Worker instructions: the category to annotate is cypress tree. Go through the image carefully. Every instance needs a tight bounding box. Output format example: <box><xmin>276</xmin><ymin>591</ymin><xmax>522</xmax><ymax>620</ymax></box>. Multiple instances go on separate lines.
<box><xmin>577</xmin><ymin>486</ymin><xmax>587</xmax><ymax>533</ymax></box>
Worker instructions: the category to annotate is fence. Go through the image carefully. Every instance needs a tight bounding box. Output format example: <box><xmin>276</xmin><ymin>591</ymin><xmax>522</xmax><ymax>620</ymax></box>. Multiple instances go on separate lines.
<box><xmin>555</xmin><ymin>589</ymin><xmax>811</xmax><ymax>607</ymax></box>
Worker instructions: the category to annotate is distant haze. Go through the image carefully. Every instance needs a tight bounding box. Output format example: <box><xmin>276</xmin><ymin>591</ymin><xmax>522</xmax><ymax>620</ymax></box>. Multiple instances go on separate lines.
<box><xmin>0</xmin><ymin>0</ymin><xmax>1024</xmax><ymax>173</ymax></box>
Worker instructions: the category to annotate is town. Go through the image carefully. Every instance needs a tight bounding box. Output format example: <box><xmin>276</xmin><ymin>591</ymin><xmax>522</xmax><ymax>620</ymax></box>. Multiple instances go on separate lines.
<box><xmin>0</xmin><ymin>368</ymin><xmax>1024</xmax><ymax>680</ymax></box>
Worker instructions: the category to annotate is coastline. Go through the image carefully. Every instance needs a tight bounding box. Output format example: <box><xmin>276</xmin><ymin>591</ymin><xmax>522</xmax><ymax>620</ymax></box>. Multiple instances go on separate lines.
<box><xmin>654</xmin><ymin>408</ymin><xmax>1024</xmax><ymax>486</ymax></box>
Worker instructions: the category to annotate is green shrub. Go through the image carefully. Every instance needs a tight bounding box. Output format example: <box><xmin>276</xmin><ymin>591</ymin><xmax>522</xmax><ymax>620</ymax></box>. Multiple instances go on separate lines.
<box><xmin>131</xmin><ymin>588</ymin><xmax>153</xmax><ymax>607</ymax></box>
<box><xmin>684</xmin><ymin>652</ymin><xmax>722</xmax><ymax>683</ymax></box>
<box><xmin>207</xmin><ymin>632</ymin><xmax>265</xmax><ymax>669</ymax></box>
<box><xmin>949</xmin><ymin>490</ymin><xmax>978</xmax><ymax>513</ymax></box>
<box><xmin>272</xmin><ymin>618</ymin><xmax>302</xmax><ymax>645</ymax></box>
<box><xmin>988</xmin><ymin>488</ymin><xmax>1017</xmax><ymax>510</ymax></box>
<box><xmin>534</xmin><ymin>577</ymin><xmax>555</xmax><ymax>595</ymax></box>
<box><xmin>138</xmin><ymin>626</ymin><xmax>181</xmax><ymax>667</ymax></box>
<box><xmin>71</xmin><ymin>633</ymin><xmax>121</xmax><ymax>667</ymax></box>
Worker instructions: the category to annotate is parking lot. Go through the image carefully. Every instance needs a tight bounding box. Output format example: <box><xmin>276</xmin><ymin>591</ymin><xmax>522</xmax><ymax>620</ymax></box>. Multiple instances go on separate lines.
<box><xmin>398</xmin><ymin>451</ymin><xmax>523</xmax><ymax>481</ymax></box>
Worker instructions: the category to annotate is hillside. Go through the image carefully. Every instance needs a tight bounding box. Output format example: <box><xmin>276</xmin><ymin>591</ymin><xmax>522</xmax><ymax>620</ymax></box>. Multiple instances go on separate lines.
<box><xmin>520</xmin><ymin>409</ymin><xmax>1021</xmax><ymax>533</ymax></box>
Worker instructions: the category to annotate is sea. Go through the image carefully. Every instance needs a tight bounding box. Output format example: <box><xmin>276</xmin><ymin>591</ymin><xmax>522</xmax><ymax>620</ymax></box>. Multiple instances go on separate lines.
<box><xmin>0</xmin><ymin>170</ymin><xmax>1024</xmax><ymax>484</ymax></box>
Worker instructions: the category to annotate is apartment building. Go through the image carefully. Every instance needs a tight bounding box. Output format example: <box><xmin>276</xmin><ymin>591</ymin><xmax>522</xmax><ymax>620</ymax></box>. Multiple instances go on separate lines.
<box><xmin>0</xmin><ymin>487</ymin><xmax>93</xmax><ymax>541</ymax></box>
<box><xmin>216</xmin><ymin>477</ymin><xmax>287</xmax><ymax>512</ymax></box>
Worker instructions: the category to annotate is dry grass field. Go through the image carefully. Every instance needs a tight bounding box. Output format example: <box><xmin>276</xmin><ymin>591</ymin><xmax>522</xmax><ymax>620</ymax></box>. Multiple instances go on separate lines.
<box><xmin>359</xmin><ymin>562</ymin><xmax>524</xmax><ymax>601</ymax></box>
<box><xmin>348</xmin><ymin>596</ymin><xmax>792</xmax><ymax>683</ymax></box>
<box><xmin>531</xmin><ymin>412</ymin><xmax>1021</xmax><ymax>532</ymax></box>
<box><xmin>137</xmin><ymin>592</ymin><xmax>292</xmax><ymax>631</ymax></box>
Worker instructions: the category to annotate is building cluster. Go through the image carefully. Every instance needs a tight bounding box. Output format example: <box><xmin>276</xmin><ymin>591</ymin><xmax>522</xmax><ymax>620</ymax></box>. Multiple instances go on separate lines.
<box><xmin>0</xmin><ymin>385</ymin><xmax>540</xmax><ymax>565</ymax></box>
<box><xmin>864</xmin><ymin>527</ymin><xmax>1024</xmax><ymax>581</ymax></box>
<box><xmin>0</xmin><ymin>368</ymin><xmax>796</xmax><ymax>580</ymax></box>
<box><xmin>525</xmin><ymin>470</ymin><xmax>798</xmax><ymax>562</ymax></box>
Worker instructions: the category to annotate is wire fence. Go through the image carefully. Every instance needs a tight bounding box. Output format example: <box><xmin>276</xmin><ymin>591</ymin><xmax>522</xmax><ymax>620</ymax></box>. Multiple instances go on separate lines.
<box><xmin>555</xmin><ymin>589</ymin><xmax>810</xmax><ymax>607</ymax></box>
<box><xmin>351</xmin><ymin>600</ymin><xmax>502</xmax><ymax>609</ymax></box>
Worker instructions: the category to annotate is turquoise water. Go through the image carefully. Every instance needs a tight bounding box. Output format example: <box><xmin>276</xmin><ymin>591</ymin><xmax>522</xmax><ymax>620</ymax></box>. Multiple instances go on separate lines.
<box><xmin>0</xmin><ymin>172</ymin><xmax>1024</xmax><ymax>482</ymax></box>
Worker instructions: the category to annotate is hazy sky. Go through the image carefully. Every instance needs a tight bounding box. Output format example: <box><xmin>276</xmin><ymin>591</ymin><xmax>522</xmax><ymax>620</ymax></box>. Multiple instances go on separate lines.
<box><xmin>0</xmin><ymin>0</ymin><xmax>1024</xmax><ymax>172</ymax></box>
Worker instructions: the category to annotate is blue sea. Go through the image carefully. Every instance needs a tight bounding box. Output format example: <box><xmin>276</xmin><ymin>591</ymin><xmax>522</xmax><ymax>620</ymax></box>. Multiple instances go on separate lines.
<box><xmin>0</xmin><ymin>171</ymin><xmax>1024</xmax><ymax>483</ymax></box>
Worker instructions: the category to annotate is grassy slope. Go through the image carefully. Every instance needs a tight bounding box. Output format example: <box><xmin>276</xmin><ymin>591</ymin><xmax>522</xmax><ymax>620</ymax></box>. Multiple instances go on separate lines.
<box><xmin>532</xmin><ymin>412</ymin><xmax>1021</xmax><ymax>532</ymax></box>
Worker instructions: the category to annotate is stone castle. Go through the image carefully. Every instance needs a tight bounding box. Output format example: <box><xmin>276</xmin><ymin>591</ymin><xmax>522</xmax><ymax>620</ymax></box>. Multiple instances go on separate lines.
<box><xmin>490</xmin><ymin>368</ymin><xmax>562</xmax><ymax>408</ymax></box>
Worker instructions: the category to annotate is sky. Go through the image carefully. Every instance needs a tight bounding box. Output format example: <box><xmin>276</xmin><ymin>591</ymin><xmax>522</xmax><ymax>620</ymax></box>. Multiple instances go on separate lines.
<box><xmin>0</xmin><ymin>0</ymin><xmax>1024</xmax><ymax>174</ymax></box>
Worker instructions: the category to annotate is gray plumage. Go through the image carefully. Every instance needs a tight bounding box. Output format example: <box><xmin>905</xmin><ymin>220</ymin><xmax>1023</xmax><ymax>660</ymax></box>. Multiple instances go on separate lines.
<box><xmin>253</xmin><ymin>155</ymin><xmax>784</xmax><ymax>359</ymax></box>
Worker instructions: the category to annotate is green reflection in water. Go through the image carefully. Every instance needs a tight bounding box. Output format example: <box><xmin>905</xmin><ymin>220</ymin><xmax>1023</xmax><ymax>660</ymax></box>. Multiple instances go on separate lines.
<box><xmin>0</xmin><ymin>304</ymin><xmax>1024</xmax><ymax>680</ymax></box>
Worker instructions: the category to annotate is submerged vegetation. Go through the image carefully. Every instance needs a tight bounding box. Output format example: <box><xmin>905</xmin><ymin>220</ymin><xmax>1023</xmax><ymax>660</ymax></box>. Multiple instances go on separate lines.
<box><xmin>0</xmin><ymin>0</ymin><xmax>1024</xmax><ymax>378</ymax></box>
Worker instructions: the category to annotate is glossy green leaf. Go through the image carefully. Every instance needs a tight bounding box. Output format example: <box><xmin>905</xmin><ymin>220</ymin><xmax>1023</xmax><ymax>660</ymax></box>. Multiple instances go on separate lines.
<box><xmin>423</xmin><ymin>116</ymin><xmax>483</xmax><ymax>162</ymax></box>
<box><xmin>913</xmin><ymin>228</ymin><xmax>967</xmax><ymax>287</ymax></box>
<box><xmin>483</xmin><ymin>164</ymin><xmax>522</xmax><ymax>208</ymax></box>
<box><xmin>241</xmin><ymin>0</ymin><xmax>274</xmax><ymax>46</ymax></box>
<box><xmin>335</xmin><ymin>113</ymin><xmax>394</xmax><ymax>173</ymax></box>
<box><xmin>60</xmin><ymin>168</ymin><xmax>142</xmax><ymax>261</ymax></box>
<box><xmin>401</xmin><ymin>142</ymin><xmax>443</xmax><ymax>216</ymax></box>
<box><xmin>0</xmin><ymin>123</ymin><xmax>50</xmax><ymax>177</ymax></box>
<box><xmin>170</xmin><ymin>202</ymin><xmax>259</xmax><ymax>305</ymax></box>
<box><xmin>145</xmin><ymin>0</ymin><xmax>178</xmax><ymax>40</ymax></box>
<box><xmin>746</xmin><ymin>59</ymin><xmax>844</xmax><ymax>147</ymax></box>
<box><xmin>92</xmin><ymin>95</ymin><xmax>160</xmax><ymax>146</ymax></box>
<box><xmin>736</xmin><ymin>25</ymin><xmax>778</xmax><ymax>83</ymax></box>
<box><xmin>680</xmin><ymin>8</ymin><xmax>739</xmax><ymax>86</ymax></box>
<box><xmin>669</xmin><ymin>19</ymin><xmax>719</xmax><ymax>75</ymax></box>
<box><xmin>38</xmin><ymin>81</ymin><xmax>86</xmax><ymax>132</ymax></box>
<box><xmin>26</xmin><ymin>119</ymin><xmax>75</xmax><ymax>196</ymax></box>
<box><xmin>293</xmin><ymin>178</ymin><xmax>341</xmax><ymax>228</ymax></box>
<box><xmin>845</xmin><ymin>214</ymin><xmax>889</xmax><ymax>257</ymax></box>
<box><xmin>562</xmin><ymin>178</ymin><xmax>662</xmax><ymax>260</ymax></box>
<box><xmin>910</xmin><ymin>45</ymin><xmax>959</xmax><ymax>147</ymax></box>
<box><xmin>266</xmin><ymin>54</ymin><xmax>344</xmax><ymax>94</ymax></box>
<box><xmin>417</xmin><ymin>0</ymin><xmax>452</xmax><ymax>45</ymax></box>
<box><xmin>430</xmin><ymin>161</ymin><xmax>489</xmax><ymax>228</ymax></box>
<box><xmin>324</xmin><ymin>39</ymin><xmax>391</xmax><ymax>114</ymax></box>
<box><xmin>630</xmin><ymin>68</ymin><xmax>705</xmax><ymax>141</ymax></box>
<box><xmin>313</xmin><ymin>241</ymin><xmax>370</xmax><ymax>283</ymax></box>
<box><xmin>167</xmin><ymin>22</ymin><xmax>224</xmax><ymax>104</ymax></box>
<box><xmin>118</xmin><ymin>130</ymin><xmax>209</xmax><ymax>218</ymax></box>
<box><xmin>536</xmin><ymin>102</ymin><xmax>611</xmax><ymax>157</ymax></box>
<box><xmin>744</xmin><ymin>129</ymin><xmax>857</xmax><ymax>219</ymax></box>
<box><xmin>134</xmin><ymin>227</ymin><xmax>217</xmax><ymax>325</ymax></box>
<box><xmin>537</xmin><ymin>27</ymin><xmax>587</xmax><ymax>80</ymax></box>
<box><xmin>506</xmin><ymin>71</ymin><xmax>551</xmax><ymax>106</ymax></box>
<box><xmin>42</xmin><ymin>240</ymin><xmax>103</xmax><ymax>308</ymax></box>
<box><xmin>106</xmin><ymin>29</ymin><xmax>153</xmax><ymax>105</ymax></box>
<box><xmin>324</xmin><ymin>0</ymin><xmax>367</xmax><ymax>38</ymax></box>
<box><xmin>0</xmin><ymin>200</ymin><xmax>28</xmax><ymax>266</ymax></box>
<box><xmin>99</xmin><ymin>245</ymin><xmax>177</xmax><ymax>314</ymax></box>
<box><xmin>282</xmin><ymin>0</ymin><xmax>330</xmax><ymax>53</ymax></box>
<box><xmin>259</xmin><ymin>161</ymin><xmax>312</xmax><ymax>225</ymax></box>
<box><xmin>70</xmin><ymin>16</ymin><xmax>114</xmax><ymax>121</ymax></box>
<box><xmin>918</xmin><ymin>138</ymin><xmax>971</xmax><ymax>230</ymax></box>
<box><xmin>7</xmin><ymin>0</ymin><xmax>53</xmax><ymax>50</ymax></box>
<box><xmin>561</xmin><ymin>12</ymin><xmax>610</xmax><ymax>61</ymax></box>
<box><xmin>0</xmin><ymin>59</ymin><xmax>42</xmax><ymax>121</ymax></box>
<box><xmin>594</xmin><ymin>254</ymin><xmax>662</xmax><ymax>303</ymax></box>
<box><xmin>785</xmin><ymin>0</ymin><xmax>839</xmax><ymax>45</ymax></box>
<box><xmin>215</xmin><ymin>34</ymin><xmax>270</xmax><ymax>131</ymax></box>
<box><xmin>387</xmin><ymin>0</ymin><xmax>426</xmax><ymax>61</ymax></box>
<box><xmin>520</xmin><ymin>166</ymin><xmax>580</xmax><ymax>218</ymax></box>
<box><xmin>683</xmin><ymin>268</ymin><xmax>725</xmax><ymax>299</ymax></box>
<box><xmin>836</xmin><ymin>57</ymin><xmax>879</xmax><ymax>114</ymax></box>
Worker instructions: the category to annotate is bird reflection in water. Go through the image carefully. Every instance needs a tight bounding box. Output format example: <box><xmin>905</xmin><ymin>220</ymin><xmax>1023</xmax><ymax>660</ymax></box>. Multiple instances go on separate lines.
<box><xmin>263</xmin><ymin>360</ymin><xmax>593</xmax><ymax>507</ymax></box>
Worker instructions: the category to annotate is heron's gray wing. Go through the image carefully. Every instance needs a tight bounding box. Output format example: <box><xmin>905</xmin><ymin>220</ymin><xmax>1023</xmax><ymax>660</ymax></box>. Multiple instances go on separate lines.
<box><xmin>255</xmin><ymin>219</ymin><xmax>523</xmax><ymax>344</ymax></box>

□ □ □

> Short exercise:
Output each line again, starting at the one containing "Worker instructions: the category to annotate is bird" and ending at the last line of the entries, requests included, with every bounding-box coordinate in the answers raised by 34. Keep the requests and their output format samples unchanged.

> Task solution:
Worker instructions: the category to annotate is bird reflection in water. Go through the image carefully. Every instance needs a tight bounding box. Output format example: <box><xmin>905</xmin><ymin>220</ymin><xmax>1023</xmax><ymax>660</ymax></box>. Multiple instances go on separate lines.
<box><xmin>297</xmin><ymin>394</ymin><xmax>627</xmax><ymax>541</ymax></box>
Worker instructions: the category to annotate is heron's gray wing. Go through the image carefully. Every instance needs a tight bounding box. Output format example: <box><xmin>905</xmin><ymin>220</ymin><xmax>1023</xmax><ymax>660</ymax></box>. Multiple instances go on separate lines.
<box><xmin>289</xmin><ymin>253</ymin><xmax>557</xmax><ymax>378</ymax></box>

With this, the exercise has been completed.